- _Task directions_:
Your task is to repeat the entries word for word while leaving out the pictures.

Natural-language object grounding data
▼▼▼
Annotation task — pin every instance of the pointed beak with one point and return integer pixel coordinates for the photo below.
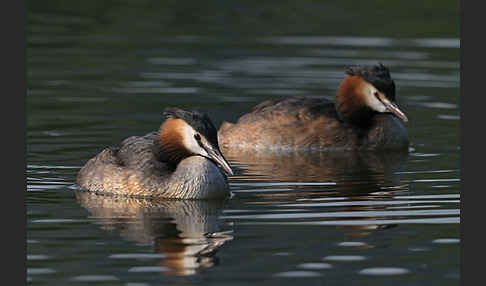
(392, 107)
(217, 157)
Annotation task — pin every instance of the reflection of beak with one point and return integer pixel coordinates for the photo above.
(216, 156)
(392, 107)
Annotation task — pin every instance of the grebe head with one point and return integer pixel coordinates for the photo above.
(365, 90)
(189, 133)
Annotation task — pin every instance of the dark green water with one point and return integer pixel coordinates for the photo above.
(100, 71)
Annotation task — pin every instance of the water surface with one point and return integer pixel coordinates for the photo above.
(339, 219)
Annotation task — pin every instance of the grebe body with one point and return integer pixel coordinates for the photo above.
(364, 117)
(182, 161)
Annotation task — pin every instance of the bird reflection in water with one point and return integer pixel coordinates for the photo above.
(316, 179)
(186, 232)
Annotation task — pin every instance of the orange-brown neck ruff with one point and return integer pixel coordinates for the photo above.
(350, 102)
(171, 141)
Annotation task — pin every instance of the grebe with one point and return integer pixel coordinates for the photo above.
(364, 117)
(179, 161)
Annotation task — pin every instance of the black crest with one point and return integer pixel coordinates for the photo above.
(198, 120)
(378, 76)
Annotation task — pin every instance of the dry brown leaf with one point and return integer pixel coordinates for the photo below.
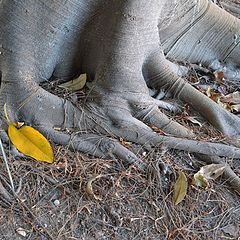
(193, 120)
(89, 188)
(232, 98)
(180, 188)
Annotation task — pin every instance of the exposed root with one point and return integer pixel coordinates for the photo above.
(230, 176)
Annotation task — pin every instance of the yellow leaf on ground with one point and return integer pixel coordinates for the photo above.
(31, 143)
(180, 188)
(75, 84)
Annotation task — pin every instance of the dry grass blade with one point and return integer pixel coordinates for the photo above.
(7, 166)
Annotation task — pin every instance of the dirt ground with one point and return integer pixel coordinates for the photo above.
(53, 201)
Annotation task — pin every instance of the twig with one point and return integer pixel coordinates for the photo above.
(7, 166)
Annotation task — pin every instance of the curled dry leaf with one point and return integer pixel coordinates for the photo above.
(208, 172)
(232, 98)
(193, 120)
(180, 188)
(89, 188)
(21, 232)
(30, 142)
(75, 84)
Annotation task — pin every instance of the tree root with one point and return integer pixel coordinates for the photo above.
(229, 175)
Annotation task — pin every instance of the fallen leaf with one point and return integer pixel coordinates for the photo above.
(212, 171)
(192, 120)
(30, 142)
(219, 76)
(89, 188)
(75, 84)
(232, 98)
(226, 106)
(21, 232)
(180, 188)
(235, 108)
(208, 172)
(200, 181)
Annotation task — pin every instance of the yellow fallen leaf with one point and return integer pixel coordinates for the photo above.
(235, 108)
(89, 188)
(75, 84)
(30, 142)
(180, 188)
▲▲▲
- _Response box_:
Annotation task — pin every instance of the pointed beak with one point and return integer pixel coordinates for the photo below.
(392, 107)
(217, 157)
Annotation task — pin every instance of the reflection of beak with one point and return integer pixel coordinates for the photo above.
(216, 156)
(392, 107)
Annotation task — pin every instance of the grebe head with one point and return integer pixel coordinates for the photo above.
(365, 90)
(189, 133)
Annotation task — pin every instance of the dark green water with one point and return integer pixel coordinates for the photo above.
(100, 71)
Annotation task — pin every instance of the water surface with one point and return integer pixel coordinates for the photo above.
(339, 219)
Annotation task — pin every instance of the grebe body with one point and return integer pixel coordinates for the photo above.
(364, 117)
(182, 161)
Annotation task — pin every instance of the bird reflection in water with one point and return integer pixel coordinates for the photo above.
(316, 179)
(186, 232)
Annotation task — pin every instance of the orange-brown neck ruff with one point and return integer pixel coordinates for the photo above.
(350, 102)
(171, 141)
Annotation task — pin every instance of the grebe with one point and return integer pixel coordinates for the photo above.
(364, 117)
(179, 161)
Annotation task — pin every instance of the black crest with one point and return integer pixel coordinates for the photo above.
(198, 120)
(378, 76)
Annotation task — pin every instance of the dry brown leaf with one point and return integer pixel coordinates for the photo below.
(193, 120)
(89, 188)
(232, 98)
(180, 188)
Annotation task — pin every instance of the exposed root with one point and return integer pixel coordinates for the photo above.
(230, 176)
Annotation task — pin every instance of the yellow leaf on ground with one point and return integer pixel coordinates for the photo above.
(31, 143)
(180, 188)
(75, 84)
Annotation task — pin every instance of the dry grass blade with one point and return integer pixel coordinates for the photo above.
(7, 166)
Annotation task — pin every instance of the dirt ground with one point and return integer pixel coordinates for the photo above.
(53, 201)
Annotation task — pin every instance of the twig with one point and return integer pixel coordinates for the photo above.
(7, 166)
Annotation task — pin every instance of the curled dry leaf with one point and return integer pixel coordinates for the photo above.
(208, 172)
(232, 98)
(193, 120)
(180, 188)
(89, 188)
(21, 232)
(30, 142)
(75, 84)
Annotation task — pin every instance of the tree root with one point and return integer pixel coordinates for the photo above.
(229, 175)
Annotation task — pin every instance of the fallen leaf with one point and return integer pixel coordinates for the photo above.
(212, 171)
(192, 120)
(30, 142)
(219, 76)
(89, 188)
(75, 84)
(232, 98)
(226, 106)
(21, 232)
(180, 188)
(235, 108)
(208, 172)
(200, 181)
Annotation task — pin every instance of the yellow fallen leaf with one point and return integer pixel coordinates for the photo above.
(235, 108)
(89, 188)
(75, 84)
(30, 142)
(180, 188)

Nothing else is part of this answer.